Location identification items
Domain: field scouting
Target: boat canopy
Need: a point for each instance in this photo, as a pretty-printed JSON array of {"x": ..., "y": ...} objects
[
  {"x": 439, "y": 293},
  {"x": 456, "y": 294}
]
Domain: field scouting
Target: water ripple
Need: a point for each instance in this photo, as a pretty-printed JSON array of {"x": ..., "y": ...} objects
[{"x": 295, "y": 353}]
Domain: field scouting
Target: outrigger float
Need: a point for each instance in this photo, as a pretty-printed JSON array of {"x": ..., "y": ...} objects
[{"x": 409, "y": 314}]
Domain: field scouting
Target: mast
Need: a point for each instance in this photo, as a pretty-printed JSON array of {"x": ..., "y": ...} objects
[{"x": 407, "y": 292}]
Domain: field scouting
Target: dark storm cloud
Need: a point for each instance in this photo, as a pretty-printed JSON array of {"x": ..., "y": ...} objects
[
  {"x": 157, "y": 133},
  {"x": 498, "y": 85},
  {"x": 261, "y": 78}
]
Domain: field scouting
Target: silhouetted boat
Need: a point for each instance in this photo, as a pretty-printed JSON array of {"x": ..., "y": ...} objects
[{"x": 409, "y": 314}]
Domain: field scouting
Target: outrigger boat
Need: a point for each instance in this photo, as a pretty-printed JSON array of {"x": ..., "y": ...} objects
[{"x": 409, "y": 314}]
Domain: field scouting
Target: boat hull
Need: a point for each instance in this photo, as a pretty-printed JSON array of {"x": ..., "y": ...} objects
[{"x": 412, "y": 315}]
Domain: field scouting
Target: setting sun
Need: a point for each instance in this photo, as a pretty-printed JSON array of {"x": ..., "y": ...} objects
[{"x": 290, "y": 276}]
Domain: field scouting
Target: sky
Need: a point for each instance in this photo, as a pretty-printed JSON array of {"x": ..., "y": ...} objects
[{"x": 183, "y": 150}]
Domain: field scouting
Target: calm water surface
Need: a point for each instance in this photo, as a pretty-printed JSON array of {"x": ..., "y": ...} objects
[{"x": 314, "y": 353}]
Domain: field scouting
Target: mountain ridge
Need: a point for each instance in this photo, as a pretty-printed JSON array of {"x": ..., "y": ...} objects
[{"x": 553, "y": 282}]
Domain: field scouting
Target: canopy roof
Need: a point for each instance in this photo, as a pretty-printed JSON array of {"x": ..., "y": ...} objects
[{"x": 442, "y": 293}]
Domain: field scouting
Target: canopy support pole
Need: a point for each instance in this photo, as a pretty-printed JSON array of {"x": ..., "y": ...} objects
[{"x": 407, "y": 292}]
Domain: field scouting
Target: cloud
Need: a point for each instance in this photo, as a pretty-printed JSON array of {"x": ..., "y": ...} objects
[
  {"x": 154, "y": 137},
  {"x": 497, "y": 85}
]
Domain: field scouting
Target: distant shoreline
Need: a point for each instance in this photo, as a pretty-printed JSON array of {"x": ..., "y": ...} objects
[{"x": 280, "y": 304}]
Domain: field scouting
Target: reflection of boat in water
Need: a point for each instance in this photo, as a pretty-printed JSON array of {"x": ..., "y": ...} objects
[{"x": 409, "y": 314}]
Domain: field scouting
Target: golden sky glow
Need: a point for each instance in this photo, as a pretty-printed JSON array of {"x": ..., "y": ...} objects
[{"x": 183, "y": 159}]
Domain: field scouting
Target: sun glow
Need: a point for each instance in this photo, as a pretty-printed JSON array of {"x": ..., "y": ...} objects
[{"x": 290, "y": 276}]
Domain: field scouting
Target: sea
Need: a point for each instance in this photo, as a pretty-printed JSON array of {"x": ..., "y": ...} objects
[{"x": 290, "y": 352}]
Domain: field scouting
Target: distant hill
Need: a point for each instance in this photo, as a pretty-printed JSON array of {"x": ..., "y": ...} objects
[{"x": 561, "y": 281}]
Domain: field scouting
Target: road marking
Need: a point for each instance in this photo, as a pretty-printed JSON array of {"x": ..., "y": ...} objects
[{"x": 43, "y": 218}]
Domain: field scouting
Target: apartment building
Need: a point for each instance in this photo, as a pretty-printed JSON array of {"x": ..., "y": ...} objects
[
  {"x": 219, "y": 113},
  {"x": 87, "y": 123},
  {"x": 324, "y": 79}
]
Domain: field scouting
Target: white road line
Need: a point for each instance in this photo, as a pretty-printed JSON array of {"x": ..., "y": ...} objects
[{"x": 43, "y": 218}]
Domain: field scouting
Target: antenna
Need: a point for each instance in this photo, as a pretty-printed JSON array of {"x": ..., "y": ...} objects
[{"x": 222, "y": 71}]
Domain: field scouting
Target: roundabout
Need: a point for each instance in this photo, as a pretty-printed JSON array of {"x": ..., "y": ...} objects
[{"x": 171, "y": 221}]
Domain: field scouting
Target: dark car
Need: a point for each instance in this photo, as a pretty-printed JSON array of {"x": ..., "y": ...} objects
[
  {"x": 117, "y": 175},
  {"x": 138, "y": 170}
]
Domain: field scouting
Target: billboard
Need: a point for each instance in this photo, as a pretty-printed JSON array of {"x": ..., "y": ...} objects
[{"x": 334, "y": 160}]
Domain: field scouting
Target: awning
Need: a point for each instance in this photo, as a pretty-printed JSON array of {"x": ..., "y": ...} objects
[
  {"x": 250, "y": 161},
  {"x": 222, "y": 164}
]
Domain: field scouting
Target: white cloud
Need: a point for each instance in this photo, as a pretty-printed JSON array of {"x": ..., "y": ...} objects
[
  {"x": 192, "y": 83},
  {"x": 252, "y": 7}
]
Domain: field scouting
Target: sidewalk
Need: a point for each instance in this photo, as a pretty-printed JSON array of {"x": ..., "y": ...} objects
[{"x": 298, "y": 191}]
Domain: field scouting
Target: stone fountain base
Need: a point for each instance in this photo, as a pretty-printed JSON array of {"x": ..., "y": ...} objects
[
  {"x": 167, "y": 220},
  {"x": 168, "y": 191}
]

◆ Description of the task:
The records above should be duplicated in full, exactly as given.

◆ Exercise result:
Domain: field scouting
Target: boat canopy
Need: a point for each instance in this photo, as a pretty-printed JSON array of {"x": ..., "y": ...} objects
[
  {"x": 439, "y": 293},
  {"x": 456, "y": 294}
]
Domain: field scouting
Target: water ripple
Need: a point for each instance in this photo, as a pretty-printed JSON array of {"x": ..., "y": ...} objects
[{"x": 295, "y": 353}]
Domain: field scouting
Target: outrigger float
Need: a point for each instance in this photo, as a pretty-printed JSON array of {"x": ..., "y": ...} objects
[{"x": 409, "y": 314}]
Domain: field scouting
Target: mast
Need: a point for each instance in this photo, as a pretty-printed JSON array of {"x": ..., "y": ...} objects
[{"x": 407, "y": 292}]
Domain: field scouting
Target: dark storm cloud
Need: a point for each instance in this photo, as a pretty-printed JSON array of {"x": ..., "y": ...} objects
[
  {"x": 157, "y": 133},
  {"x": 498, "y": 85},
  {"x": 261, "y": 78}
]
Domain: field scouting
Target: silhouetted boat
Need: a point for each instance in this photo, as a pretty-printed JSON array of {"x": ..., "y": ...} objects
[{"x": 409, "y": 314}]
Domain: field scouting
Target: outrigger boat
Need: a point for each instance in this photo, as a pretty-printed JSON array of {"x": ..., "y": ...} objects
[{"x": 409, "y": 314}]
Domain: field scouting
Target: boat hull
Need: a point for each instance in this photo, as a pretty-printed JSON array of {"x": ..., "y": ...} objects
[{"x": 412, "y": 315}]
Domain: field scouting
Target: setting sun
Need: a point for each instance in this photo, as a pretty-printed JSON array of {"x": ..., "y": ...} objects
[{"x": 290, "y": 276}]
Domain: field scouting
Target: sky
Need: a point for each instance in this photo, as a pretty-printed JSON array of {"x": ..., "y": ...} objects
[{"x": 183, "y": 150}]
Domain: field scouting
Target: calm water surface
Need: a point for each instance in this photo, as a pretty-printed JSON array of {"x": ..., "y": ...} objects
[{"x": 314, "y": 353}]
Domain: field scouting
Target: mountain ridge
Need: a point for each instance in this photo, as a pretty-printed JSON array of {"x": ..., "y": ...} objects
[{"x": 553, "y": 282}]
Domain: field scouting
Target: canopy roof
Need: a point for each instance in this photo, as a pretty-printed JSON array of {"x": ..., "y": ...} objects
[{"x": 442, "y": 293}]
Domain: field scouting
Target: canopy support pole
Need: a point for each instance in this photo, as a pretty-printed JSON array of {"x": ..., "y": ...} objects
[{"x": 407, "y": 292}]
Domain: field scouting
Target: cloud
Need: a point for each instance in this photo, as a pretty-printed JSON array of {"x": ..., "y": ...} objects
[
  {"x": 154, "y": 137},
  {"x": 497, "y": 85}
]
Domain: field scouting
Target: distant shoreline
Need: a point for each instance in this photo, as a pretty-printed JSON array of {"x": ..., "y": ...} objects
[{"x": 280, "y": 304}]
Domain: field scouting
Target: reflection of boat in water
Need: a point for each instance in this photo, as a pretty-printed JSON array of {"x": ..., "y": ...} objects
[{"x": 409, "y": 314}]
Domain: field scouting
Target: golden sky glow
Need: a point for each instance in this photo, as a pretty-printed JSON array of {"x": ..., "y": ...} objects
[{"x": 183, "y": 159}]
Domain: field scouting
Target: sun glow
Need: a point for each instance in this photo, as a pretty-printed JSON array of {"x": ..., "y": ...} objects
[{"x": 290, "y": 276}]
Domain: field scouting
Target: sea
Need: a point for each instance in this photo, as a pretty-printed JSON array of {"x": ..., "y": ...} objects
[{"x": 290, "y": 352}]
Domain: field scouting
Target: distant hill
Need: a point for each instance in this photo, as a pretty-printed JSON array of {"x": ..., "y": ...} objects
[{"x": 561, "y": 281}]
Domain: field scouting
Target: road marking
Need: a point for each instance in this photo, as a pretty-printed JSON array of {"x": ..., "y": ...} objects
[{"x": 43, "y": 218}]
Domain: field scouting
Target: apartment building
Need: a point for each instance in this photo, as a pretty-printed JSON array of {"x": ..., "y": ...} objects
[
  {"x": 219, "y": 113},
  {"x": 87, "y": 123},
  {"x": 324, "y": 79}
]
Domain: field scouting
Target: white road line
Need: a point for each instance in this photo, as a pretty-printed JSON array of {"x": ..., "y": ...} objects
[{"x": 43, "y": 218}]
Domain: field scouting
Target: antenna
Need: a point for each instance in this photo, as a pretty-printed JSON array of {"x": ..., "y": ...} objects
[{"x": 222, "y": 71}]
Domain: field scouting
Target: roundabout
Need: a point for each instance in this photo, as a pretty-printed JSON array of {"x": ..., "y": ...} objects
[{"x": 171, "y": 221}]
Domain: field scouting
Target: dark car
Need: a point for each instance in this photo, as a pretty-printed JSON array of {"x": ..., "y": ...} objects
[
  {"x": 117, "y": 175},
  {"x": 138, "y": 170}
]
Domain: field scouting
Target: billboard
Need: a point for each instance in this photo, as a pretty-printed JSON array of {"x": ..., "y": ...} objects
[{"x": 334, "y": 160}]
Domain: field scouting
Target: awning
Need: a point for each instance in this photo, as a pretty-printed JSON array of {"x": ..., "y": ...} objects
[
  {"x": 250, "y": 161},
  {"x": 222, "y": 164}
]
Domain: field scouting
Target: white cloud
Need: a point for each instance in this photo, as a pretty-printed JSON array of {"x": ..., "y": ...} objects
[
  {"x": 192, "y": 83},
  {"x": 252, "y": 7}
]
Domain: field scouting
Target: sidewalk
Need: a point for each instance in this photo, as a pretty-printed JSON array of {"x": ..., "y": ...} objects
[{"x": 298, "y": 191}]
Domain: field scouting
Target: stone fountain base
Need: a point for each instance in this photo, as a pretty-printed JSON array of {"x": ..., "y": ...} objects
[
  {"x": 167, "y": 220},
  {"x": 168, "y": 191}
]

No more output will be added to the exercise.